→ **Provided records**
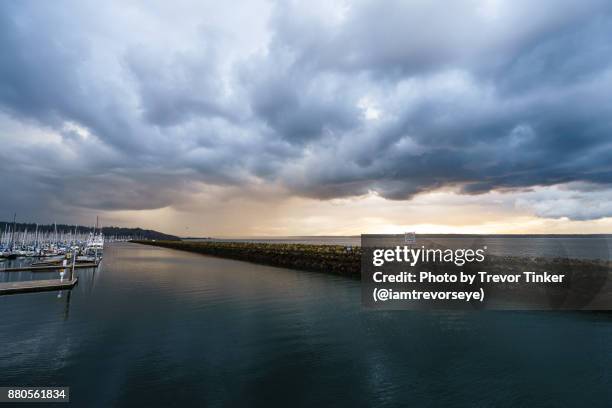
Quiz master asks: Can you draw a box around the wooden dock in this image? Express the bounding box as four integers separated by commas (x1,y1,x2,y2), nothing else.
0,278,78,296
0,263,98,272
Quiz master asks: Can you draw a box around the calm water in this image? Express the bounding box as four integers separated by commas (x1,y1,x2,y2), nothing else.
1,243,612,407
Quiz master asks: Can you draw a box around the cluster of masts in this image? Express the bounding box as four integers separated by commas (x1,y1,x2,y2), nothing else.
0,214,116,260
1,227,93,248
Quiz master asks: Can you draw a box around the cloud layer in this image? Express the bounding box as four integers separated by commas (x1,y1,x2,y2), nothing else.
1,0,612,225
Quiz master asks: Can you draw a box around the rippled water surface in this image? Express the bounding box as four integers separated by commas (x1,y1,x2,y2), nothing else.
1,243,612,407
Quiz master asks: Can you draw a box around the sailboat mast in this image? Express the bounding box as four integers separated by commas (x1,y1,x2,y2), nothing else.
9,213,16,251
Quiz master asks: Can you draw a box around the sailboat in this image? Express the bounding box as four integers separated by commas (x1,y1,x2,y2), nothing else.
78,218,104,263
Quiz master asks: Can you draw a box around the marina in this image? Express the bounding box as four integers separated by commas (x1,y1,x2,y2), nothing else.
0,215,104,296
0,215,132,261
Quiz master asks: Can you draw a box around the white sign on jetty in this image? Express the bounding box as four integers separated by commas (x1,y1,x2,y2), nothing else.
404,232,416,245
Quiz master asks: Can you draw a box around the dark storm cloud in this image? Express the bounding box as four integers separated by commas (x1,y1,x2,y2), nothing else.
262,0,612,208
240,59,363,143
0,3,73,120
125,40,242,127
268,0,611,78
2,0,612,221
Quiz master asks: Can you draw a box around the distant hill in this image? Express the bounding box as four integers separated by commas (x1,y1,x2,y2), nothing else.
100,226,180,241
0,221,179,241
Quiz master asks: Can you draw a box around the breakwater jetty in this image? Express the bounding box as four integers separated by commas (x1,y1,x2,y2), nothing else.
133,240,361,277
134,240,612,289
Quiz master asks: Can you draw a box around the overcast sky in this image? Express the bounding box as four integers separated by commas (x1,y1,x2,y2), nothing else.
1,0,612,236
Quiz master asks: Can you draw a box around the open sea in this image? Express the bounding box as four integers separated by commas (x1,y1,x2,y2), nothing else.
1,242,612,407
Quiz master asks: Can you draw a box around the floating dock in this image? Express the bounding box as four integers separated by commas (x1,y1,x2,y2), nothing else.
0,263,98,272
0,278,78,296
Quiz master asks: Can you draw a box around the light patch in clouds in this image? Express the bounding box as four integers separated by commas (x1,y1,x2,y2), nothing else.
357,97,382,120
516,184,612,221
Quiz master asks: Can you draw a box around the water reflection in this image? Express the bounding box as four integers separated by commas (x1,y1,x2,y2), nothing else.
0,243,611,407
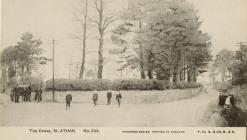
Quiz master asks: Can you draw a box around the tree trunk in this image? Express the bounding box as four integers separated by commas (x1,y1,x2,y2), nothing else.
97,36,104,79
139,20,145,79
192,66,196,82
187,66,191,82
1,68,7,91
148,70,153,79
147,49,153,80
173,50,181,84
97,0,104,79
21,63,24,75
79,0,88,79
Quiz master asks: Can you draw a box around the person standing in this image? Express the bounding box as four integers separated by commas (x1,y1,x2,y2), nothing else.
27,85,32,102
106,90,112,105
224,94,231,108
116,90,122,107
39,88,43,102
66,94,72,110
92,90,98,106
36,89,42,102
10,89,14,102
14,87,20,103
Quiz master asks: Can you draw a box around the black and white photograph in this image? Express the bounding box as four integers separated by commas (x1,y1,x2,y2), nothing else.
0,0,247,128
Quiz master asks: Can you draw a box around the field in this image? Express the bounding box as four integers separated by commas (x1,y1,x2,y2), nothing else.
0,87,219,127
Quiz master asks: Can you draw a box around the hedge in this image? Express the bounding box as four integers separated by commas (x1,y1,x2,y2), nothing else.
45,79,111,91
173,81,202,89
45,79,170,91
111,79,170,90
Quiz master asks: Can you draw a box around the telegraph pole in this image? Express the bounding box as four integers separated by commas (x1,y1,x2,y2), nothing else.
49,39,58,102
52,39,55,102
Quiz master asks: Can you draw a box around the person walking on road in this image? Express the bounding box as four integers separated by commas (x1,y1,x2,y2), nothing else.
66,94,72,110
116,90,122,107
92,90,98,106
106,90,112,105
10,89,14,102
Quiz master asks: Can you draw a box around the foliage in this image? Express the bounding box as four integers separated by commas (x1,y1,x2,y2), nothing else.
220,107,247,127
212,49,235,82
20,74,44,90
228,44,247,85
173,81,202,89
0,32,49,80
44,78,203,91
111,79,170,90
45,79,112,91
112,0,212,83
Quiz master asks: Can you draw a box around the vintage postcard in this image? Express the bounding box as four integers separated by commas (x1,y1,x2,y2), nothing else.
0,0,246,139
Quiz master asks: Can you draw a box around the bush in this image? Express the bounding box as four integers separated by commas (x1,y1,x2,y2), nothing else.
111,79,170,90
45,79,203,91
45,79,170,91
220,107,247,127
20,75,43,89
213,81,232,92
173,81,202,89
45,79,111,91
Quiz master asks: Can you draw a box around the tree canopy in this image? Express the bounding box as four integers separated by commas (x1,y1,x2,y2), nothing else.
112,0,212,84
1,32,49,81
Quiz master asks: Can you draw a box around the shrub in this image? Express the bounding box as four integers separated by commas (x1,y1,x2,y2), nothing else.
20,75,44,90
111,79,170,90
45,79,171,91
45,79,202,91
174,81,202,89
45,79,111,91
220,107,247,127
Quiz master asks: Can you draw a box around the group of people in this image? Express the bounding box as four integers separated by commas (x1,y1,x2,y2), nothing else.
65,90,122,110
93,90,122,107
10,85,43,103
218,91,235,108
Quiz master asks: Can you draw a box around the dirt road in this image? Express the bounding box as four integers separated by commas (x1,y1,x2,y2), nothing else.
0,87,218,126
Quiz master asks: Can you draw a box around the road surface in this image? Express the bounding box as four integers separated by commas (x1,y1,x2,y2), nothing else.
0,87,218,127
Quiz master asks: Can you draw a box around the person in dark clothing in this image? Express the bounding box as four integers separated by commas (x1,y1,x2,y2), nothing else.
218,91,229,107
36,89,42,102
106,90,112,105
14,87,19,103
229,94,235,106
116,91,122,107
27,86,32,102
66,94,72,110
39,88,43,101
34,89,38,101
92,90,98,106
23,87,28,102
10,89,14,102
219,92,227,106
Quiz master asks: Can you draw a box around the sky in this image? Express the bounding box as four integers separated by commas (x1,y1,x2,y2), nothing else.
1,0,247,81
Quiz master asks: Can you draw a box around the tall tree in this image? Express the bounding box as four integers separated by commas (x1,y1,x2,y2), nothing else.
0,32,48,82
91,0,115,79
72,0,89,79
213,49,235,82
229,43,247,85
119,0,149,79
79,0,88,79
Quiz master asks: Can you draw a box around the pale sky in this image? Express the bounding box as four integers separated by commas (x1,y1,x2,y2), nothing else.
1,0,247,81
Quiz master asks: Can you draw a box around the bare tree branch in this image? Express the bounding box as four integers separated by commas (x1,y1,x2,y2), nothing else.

→ **Exercise prompt**
Reproduce the lines from the one with "Quiz master asks: Can you draw a box around the sky" to the end of the data exactly, leaving out every earlier line.

→ **Solution for this problem**
Quiz master asks: Can you draw a box around the sky in this image? Express the bounding box as four integers separated by commas (x1,y1,x2,y2), nothing else.
1,0,247,81
Quiz master asks: Can you draw a box around the tall tree in this image? Express the bounding box as four integers separated by commas (x1,y1,x2,y2), nothing else.
0,32,48,82
91,0,115,79
72,0,89,79
213,49,235,82
229,43,247,85
119,0,149,79
79,0,88,79
Quiz master asks: Can you draw a box around the pale sky in this image? Express the bounding box as four integers separated by commas (x1,y1,x2,y2), nothing else.
1,0,247,81
Quiz master asks: Can you draw a box around the bare tree branch in this image? Express the bounding box as four integers separated by commas (x1,y1,x2,y2), nothing else.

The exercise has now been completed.